## SOURCE:
..........
Son image reste à jamais associée à la lériode la plus faste de l’histoire du LOSC. Mais l’histoire d’Aurélien Chedjou est bien plus riche que cela et s’est écrite en plusieurs chapitres.
Aujourd’hui à Galatasaray, le défenseur camerounais a connu un parcours tortueux où il a été question de déracinement, de multiples déconvenues et de dépassement de soi. Entretien fleuve avec une force tranquille.
Football Stories | L’une des dernières images marquantes de toi en Ligue 1, c’est ce petit pont que tu avais mis à Zlatan Ibrahimović qui, beau joueur, en avait rigolé (1-0, janvier 2013). On peut dire que tu avais soigné ton départ de la France…
Aurélien Chedjou | Même aujourd’hui, les supporters de Galatasaray m’en parlent. Ils m’envoient des vidéos sur mon Twitter ou mon Instagram. C’est vrai que ce sont toujours des images qui font plaisir mais c’est derrière moi tout ça. Zlatan sourit sur l’action parce qu’il sait que ça fait partie du jeu. C’est un grand champion, il l’a bien pris alors qu’il était sûr d’avoir le ballon [sourire]. Ça a prouvé que nous aussi, défenseurs, pouvons faire ce genre de geste aux attaquants. Ça fait toujours plaisir.
..........
## DONNÉES PRÉSENTÉES:

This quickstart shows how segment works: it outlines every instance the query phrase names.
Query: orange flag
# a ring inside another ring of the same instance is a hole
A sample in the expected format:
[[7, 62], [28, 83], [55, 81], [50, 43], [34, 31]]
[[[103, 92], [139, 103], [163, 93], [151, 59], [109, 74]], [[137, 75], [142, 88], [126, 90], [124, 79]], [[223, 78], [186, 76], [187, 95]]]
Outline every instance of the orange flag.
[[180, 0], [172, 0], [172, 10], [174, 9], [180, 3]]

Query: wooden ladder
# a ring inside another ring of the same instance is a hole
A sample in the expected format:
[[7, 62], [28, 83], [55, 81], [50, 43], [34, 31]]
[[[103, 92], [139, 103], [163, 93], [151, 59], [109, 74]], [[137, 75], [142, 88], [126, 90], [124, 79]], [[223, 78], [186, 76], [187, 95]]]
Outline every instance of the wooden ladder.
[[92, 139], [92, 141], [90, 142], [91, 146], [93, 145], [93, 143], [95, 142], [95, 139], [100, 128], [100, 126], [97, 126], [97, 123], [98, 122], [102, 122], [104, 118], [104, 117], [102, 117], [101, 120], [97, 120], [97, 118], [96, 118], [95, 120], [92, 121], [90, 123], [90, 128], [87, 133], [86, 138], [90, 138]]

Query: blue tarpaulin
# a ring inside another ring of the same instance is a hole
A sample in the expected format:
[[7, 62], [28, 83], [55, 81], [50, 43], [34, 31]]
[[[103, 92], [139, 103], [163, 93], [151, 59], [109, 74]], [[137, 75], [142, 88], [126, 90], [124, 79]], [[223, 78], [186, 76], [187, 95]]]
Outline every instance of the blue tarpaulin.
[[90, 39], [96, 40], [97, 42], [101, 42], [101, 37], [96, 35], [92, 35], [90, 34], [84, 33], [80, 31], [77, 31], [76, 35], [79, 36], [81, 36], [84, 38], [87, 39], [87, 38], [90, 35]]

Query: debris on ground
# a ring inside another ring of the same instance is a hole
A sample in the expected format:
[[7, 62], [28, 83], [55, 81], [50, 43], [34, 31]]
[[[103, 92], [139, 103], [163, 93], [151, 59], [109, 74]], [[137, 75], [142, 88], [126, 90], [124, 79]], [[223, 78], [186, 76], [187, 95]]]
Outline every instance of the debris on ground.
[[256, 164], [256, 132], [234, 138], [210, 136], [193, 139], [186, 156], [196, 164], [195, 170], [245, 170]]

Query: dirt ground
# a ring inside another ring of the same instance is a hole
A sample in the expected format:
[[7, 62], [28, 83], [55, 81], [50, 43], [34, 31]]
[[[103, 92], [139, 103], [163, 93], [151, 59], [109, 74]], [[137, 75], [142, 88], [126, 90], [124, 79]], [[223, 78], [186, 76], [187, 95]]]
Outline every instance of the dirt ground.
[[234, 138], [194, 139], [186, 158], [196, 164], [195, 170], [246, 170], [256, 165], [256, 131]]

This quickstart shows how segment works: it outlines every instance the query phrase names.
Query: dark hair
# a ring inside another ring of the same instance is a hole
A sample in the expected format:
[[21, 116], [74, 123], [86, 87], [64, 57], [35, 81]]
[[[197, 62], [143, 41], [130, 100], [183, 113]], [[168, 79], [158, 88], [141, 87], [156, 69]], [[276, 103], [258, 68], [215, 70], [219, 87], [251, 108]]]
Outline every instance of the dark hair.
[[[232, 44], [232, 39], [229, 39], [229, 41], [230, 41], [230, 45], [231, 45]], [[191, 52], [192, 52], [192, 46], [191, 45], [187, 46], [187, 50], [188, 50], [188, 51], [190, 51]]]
..........
## CONSIGNES:
1. Résumez sous forme de liste le paragraphe de l'entretien qui commence par « Même aujourd'hui, les supporters de Galatasaray », en gardant ses faits principaux.
2. Reprenez mot pour mot le passage de l'entretien allant de « Aujourd’hui à Galatasaray, le » jusqu'à « une force tranquille. » inclus.
Les enregistrements proviennent d'une autre source.

## CORRIGÉ:
1.
- Les supporters de Galatasaray parlent encore à Aurélien Chedjou de son petit pont à Zlatan et lui envoient des vidéos sur Twitter ou Instagram.
- Ces images lui font plaisir, mais c'est derrière lui.
- Zlatan a souri, car cela fait partie du jeu. En grand champion, il l'a bien pris alors qu'il était sûr d'avoir le ballon.
- Ce geste a prouvé que les défenseurs peuvent eux aussi en faire aux attaquants.

2.
Aujourd’hui à Galatasaray, le défenseur camerounais a connu un parcours tortueux où il a été question de déracinement, de multiples déconvenues et de dépassement de soi. Entretien fleuve avec une force tranquille.